SOURCE TEXT
Blog 0 -- Visualizing the Palmer Penguins dataset

This post demonstrates basic data manipulation with pandas and visualizations with the plotly package.

First, let’s import the requisite packages and the Palmer Penguins data.

import pandas as pd
from plotly import express as px

# read the palmer penguins dataset
url = "https://raw.githubusercontent.com/PhilChodrow/PIC16B/master/datasets/palmer_penguins.csv"
penguins = pd.read_csv(url)

Subsetting with pandas

Suppose we’re interested in how the body mass of Gentoo penguins differ by sex. By setting conditions within square brackets [], we can select a subset of the data frame.

# select rows where the value of "Species" is "Gentoo penguin (Pygoscelis papua)"
gentoos = penguins[penguins["Species"]=="Gentoo penguin (Pygoscelis papua)"]

# only keep rows with "Sex"=="MALE" or "FEMALE", to remove irregular/empty values
gentoos = gentoos[(gentoos["Sex"]=="MALE") | (gentoos["Sex"]=="FEMALE")]

Histogram with plotly

There are many ways to visualize this data. One way is to use a histogram using plotly’s histogram function.

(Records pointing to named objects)

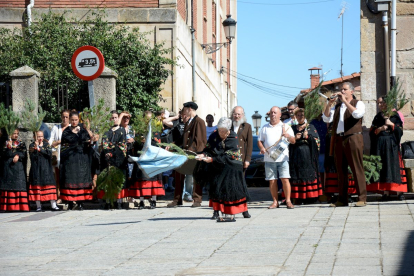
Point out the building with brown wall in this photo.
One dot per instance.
(170, 22)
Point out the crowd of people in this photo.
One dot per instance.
(307, 159)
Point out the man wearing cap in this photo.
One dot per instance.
(193, 139)
(347, 143)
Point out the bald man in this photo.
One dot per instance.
(270, 137)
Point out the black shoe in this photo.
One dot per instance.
(246, 214)
(56, 209)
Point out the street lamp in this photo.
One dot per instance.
(229, 26)
(257, 121)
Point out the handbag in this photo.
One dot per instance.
(407, 150)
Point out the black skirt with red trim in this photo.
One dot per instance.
(331, 184)
(303, 190)
(146, 188)
(76, 194)
(14, 201)
(122, 194)
(391, 186)
(229, 207)
(42, 193)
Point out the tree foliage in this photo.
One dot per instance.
(32, 119)
(395, 99)
(51, 41)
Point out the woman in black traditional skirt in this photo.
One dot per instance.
(385, 134)
(41, 178)
(75, 162)
(13, 186)
(114, 153)
(303, 156)
(228, 191)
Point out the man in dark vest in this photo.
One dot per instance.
(347, 142)
(194, 139)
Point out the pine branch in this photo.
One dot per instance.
(8, 120)
(395, 99)
(31, 118)
(97, 118)
(313, 106)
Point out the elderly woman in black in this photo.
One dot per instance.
(13, 186)
(75, 162)
(228, 190)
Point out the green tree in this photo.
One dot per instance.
(51, 41)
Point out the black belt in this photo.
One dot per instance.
(342, 134)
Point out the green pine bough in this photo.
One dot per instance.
(395, 100)
(372, 167)
(8, 120)
(97, 118)
(31, 118)
(111, 180)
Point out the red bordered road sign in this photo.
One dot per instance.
(87, 63)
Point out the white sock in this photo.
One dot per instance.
(53, 204)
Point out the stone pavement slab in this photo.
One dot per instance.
(309, 240)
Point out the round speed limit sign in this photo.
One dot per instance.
(87, 63)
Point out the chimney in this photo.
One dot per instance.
(315, 77)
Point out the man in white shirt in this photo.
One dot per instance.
(347, 142)
(270, 136)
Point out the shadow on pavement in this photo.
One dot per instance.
(183, 218)
(112, 223)
(406, 266)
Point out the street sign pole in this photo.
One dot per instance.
(91, 95)
(88, 64)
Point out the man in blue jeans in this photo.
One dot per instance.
(272, 141)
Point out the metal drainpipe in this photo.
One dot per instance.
(193, 52)
(386, 50)
(393, 41)
(29, 13)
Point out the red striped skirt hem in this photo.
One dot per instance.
(304, 190)
(76, 194)
(229, 207)
(331, 184)
(146, 189)
(122, 194)
(14, 201)
(42, 193)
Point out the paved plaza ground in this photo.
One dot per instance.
(309, 240)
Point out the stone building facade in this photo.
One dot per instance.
(169, 21)
(372, 61)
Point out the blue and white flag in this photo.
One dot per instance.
(156, 160)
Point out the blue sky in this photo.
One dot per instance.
(279, 43)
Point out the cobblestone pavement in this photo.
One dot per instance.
(309, 240)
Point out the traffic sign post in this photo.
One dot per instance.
(88, 64)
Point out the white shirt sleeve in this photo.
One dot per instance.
(359, 111)
(330, 118)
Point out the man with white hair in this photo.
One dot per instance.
(273, 141)
(244, 134)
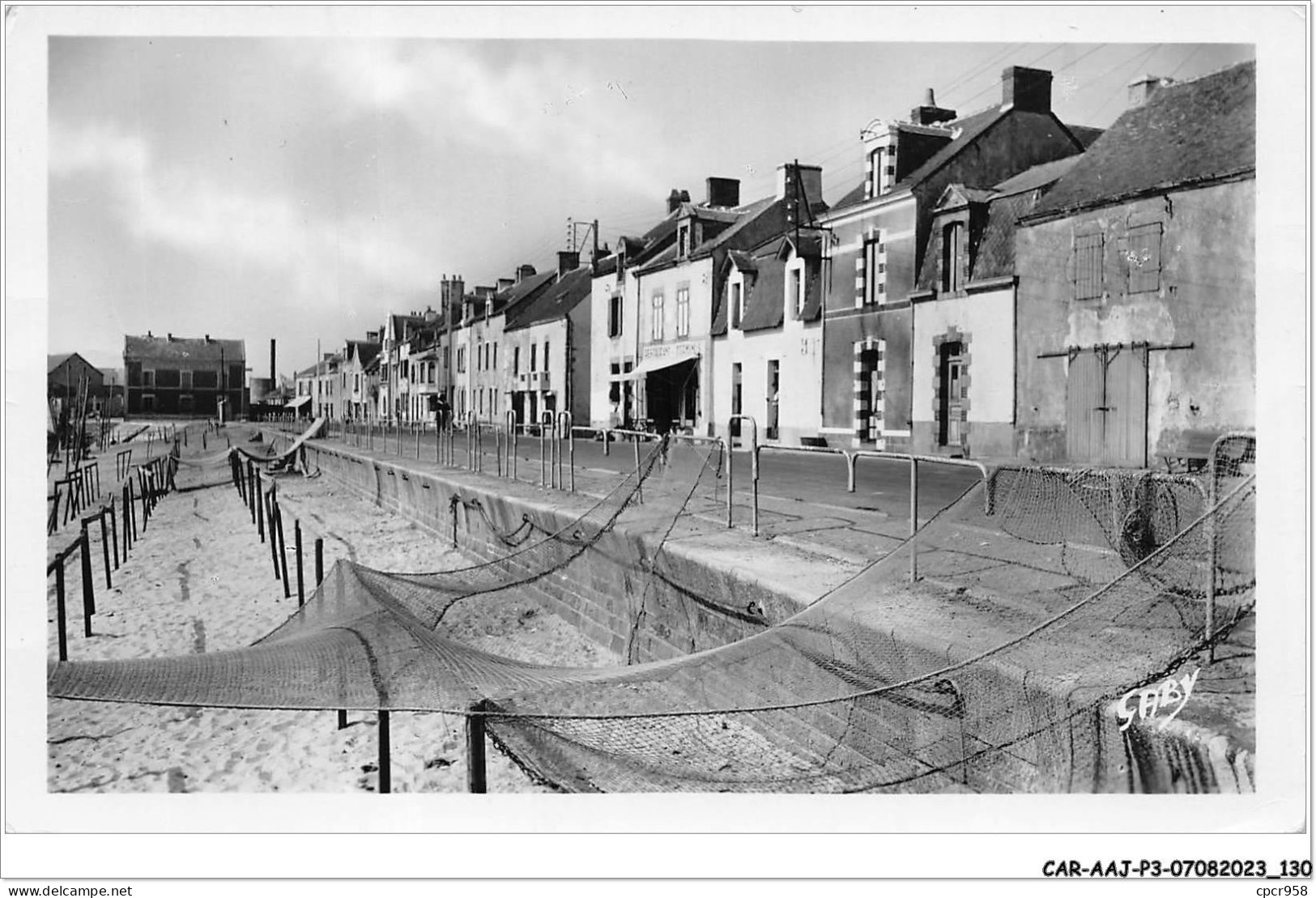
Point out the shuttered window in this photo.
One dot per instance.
(1144, 258)
(1088, 266)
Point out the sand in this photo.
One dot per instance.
(199, 580)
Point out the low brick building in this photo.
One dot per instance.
(185, 376)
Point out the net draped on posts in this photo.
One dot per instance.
(1044, 595)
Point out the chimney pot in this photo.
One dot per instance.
(1029, 90)
(568, 261)
(722, 191)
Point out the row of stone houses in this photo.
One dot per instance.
(1000, 285)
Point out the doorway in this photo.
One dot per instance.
(1107, 406)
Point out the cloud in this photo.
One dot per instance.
(195, 212)
(547, 109)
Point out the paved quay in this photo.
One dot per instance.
(806, 548)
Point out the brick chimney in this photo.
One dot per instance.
(1029, 90)
(930, 113)
(1143, 88)
(722, 191)
(810, 179)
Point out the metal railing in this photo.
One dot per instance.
(753, 469)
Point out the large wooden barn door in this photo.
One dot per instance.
(1107, 407)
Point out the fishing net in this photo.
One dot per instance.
(993, 670)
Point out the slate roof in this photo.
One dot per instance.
(743, 261)
(994, 256)
(1086, 134)
(519, 292)
(193, 349)
(970, 128)
(764, 287)
(404, 324)
(1037, 177)
(364, 351)
(1185, 134)
(554, 303)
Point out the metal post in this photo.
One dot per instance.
(543, 464)
(104, 547)
(475, 777)
(88, 589)
(511, 444)
(640, 490)
(1211, 553)
(59, 609)
(570, 435)
(914, 519)
(301, 584)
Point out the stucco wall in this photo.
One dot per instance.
(698, 277)
(848, 324)
(1207, 298)
(986, 323)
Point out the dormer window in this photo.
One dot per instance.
(795, 287)
(952, 252)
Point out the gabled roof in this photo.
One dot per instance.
(969, 130)
(1086, 134)
(806, 245)
(519, 292)
(743, 261)
(994, 254)
(553, 303)
(1038, 176)
(56, 361)
(364, 351)
(957, 195)
(193, 349)
(1185, 134)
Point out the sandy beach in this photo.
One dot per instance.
(199, 580)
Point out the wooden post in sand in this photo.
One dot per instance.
(104, 547)
(385, 768)
(59, 609)
(88, 588)
(269, 519)
(259, 507)
(283, 552)
(475, 780)
(301, 585)
(113, 530)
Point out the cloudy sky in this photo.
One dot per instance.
(301, 187)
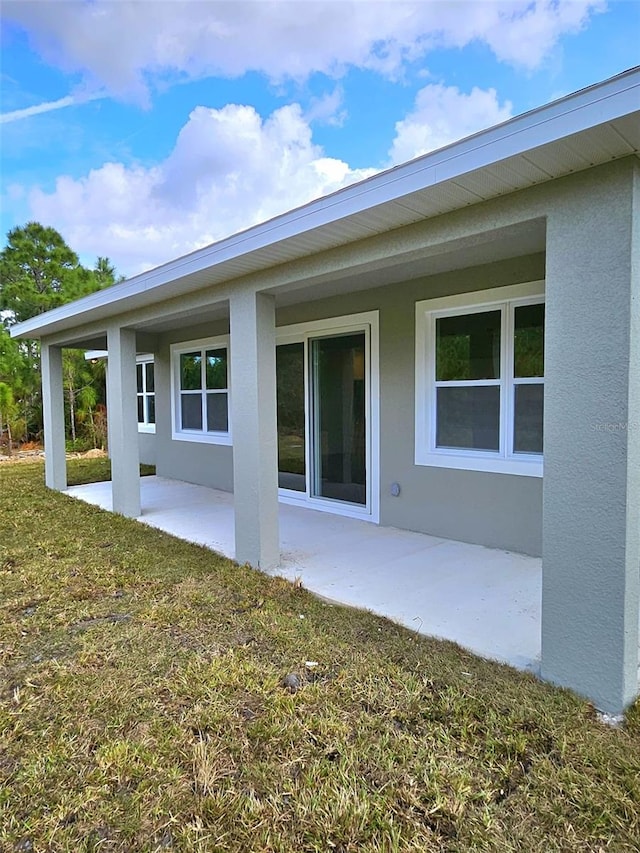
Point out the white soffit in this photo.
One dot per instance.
(588, 128)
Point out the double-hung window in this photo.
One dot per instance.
(146, 394)
(480, 381)
(201, 391)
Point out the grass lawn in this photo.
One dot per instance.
(142, 708)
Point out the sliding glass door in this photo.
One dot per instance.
(339, 418)
(323, 422)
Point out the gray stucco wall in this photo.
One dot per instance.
(204, 464)
(147, 445)
(496, 510)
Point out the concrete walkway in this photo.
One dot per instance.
(486, 600)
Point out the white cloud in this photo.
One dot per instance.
(127, 45)
(229, 169)
(443, 114)
(48, 106)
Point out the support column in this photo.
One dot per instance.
(591, 510)
(123, 421)
(254, 429)
(55, 464)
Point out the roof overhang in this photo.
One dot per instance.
(582, 130)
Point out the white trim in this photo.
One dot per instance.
(367, 322)
(146, 358)
(198, 436)
(607, 101)
(503, 461)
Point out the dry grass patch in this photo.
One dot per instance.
(143, 708)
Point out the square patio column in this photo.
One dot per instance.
(123, 421)
(254, 430)
(55, 463)
(591, 508)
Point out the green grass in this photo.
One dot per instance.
(142, 709)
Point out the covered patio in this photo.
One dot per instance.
(487, 600)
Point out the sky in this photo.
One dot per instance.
(144, 129)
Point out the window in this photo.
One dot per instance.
(146, 395)
(480, 381)
(201, 391)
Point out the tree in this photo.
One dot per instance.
(38, 272)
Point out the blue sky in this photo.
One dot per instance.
(143, 130)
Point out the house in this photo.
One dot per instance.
(396, 351)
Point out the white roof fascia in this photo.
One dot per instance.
(604, 102)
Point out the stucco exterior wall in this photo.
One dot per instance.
(496, 510)
(204, 464)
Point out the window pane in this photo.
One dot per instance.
(150, 377)
(191, 405)
(529, 341)
(468, 346)
(527, 428)
(216, 368)
(217, 413)
(190, 371)
(469, 417)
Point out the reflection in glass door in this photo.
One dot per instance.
(291, 417)
(339, 452)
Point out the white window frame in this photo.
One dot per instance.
(145, 426)
(504, 460)
(199, 436)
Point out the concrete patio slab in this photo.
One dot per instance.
(486, 600)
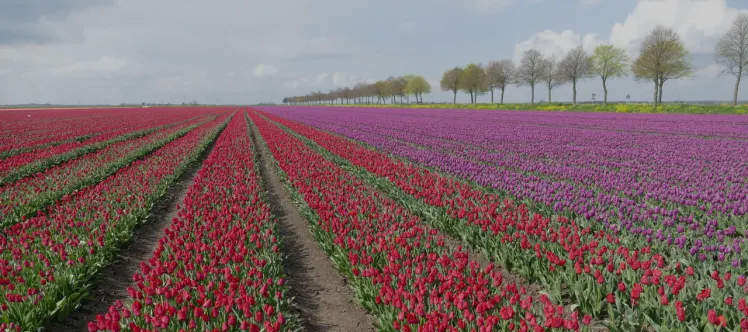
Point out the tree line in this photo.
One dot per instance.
(662, 57)
(383, 91)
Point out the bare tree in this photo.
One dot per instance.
(550, 75)
(574, 67)
(663, 57)
(451, 82)
(732, 52)
(499, 75)
(529, 71)
(607, 62)
(474, 81)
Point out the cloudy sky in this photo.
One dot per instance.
(249, 51)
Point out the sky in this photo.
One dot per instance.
(251, 51)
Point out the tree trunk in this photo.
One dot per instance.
(735, 94)
(605, 93)
(532, 94)
(659, 99)
(574, 93)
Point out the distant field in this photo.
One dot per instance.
(617, 108)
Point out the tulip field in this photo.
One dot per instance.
(437, 220)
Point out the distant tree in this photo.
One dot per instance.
(574, 67)
(417, 86)
(474, 81)
(529, 71)
(499, 75)
(608, 62)
(732, 52)
(663, 57)
(383, 91)
(451, 82)
(550, 75)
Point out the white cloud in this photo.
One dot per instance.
(699, 23)
(407, 27)
(105, 65)
(489, 6)
(712, 70)
(347, 79)
(554, 44)
(321, 78)
(263, 70)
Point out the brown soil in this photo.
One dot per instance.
(322, 298)
(111, 284)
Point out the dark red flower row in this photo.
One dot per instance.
(218, 267)
(46, 261)
(402, 271)
(604, 276)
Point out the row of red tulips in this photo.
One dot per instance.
(28, 163)
(629, 287)
(30, 195)
(401, 270)
(218, 267)
(46, 261)
(38, 137)
(21, 133)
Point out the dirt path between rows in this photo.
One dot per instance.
(321, 296)
(111, 284)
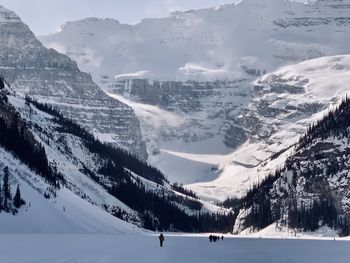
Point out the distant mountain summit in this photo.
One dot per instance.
(207, 44)
(44, 74)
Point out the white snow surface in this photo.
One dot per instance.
(210, 44)
(67, 213)
(325, 81)
(25, 248)
(220, 43)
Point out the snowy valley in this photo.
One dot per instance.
(229, 120)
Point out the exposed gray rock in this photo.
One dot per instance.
(50, 77)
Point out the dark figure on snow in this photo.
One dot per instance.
(161, 239)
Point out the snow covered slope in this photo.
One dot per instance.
(252, 36)
(284, 104)
(34, 70)
(68, 176)
(311, 188)
(191, 73)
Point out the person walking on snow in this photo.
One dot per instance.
(161, 239)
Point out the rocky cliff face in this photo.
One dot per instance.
(53, 78)
(174, 63)
(203, 107)
(312, 188)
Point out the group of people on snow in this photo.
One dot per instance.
(213, 238)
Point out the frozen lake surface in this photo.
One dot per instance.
(52, 248)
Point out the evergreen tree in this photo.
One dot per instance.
(17, 200)
(6, 187)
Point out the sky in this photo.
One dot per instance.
(46, 16)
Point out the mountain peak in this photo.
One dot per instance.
(8, 16)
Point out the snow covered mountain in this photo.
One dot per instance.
(67, 174)
(188, 77)
(284, 104)
(312, 188)
(51, 77)
(209, 44)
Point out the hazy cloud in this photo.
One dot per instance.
(46, 16)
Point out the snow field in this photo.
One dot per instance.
(145, 248)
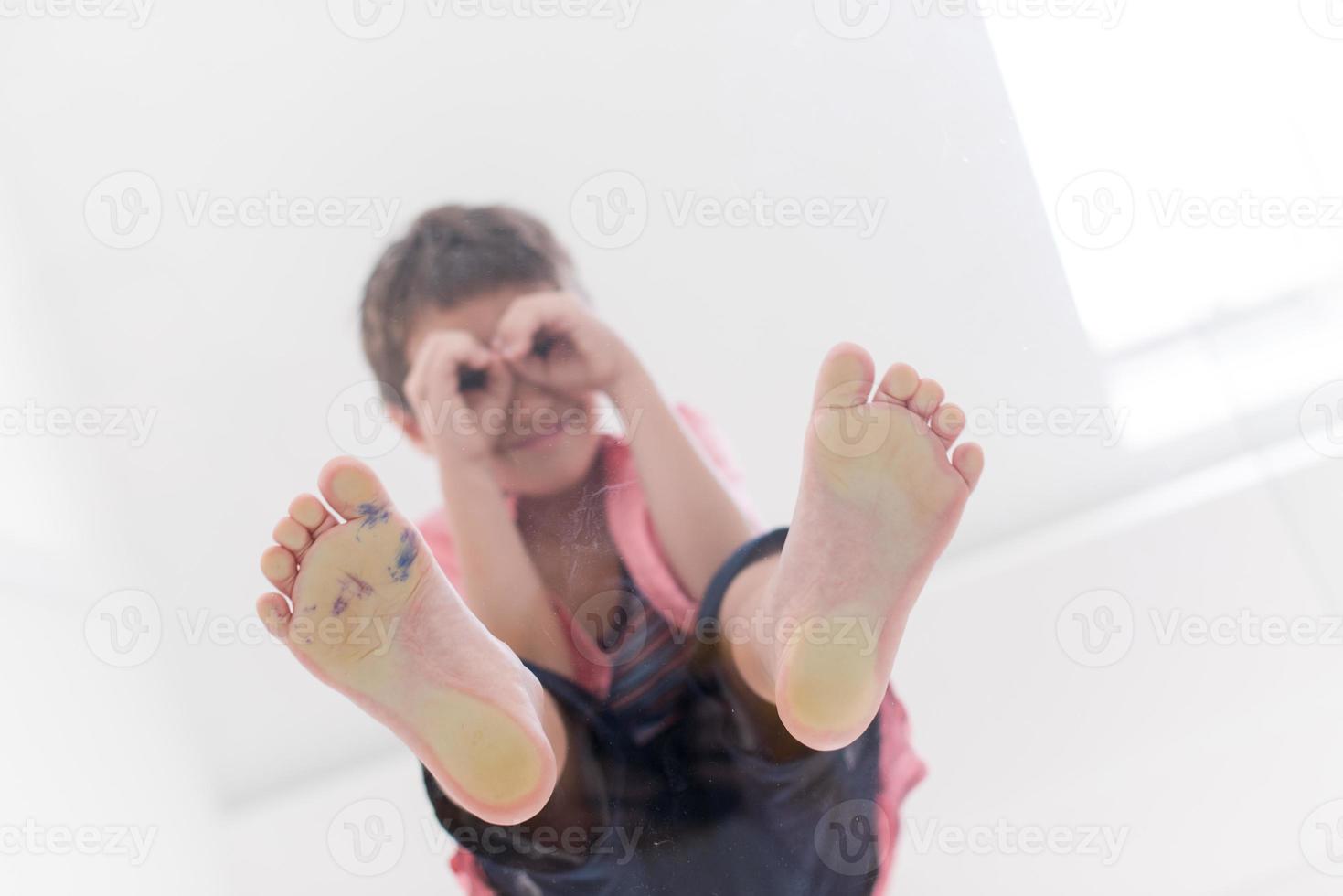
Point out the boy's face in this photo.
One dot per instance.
(538, 446)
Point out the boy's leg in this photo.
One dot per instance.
(879, 501)
(366, 609)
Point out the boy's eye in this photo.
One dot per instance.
(470, 379)
(541, 344)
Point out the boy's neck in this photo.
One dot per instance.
(575, 513)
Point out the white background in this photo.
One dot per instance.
(1219, 496)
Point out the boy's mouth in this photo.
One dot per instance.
(533, 443)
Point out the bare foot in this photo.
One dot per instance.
(877, 506)
(367, 610)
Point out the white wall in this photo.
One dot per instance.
(240, 338)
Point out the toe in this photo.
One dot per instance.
(311, 513)
(845, 378)
(948, 423)
(927, 398)
(291, 534)
(274, 613)
(352, 489)
(899, 384)
(968, 461)
(280, 569)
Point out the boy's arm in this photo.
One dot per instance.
(500, 581)
(693, 515)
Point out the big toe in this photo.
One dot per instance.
(352, 489)
(847, 377)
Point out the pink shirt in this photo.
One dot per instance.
(632, 529)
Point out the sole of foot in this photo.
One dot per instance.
(879, 500)
(364, 607)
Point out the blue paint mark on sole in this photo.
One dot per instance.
(404, 558)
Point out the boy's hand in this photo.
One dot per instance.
(553, 340)
(458, 392)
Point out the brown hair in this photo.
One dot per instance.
(450, 255)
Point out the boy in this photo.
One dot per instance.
(622, 660)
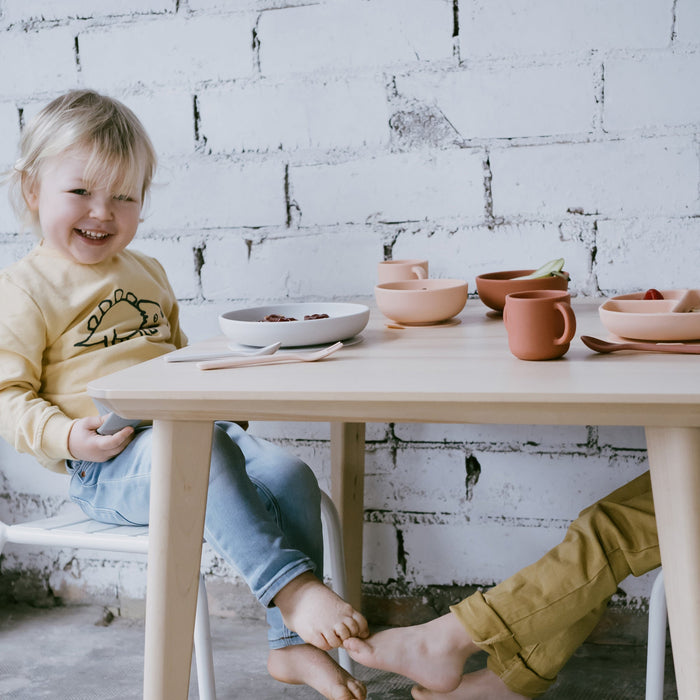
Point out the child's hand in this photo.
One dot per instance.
(84, 442)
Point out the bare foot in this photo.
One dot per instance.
(317, 614)
(305, 664)
(480, 685)
(432, 654)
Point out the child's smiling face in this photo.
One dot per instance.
(86, 223)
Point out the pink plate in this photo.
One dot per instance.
(676, 317)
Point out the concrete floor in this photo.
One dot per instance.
(69, 653)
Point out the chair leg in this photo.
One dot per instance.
(656, 640)
(202, 646)
(332, 530)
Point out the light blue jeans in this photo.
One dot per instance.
(263, 511)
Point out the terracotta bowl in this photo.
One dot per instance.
(493, 286)
(421, 302)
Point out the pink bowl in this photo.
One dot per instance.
(421, 302)
(493, 286)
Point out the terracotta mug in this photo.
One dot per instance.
(400, 270)
(540, 323)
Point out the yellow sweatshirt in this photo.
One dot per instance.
(63, 324)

TASKS FOR THIS EXERCISE
1. In the Palmer Penguins blog post, which rows are kept to remove irregular or empty values from the Gentoo data?
2. Extend the Palmer Penguins blog post, picking up right after its final sentence.

ANSWERS IN ORDER
1. Only rows where "Sex" is "MALE" or "FEMALE" are kept.

2.
fig = px.histogram(gentoos,
                   x = "Body Mass (g)",
                   color = "Sex",
                   barmode='overlay',
                   opacity=0.75,
                   title="Body mass of male and female Gentoo penguins",
                   color_discrete_sequence=["red", "blue"]
                  )

# display the figure
fig.show()

Here, we make use of the options in the px.histogram command to customize our visualization. For example, the options barmode='overlay' and opacity=0.75 are used to visualize the overlap between the groups.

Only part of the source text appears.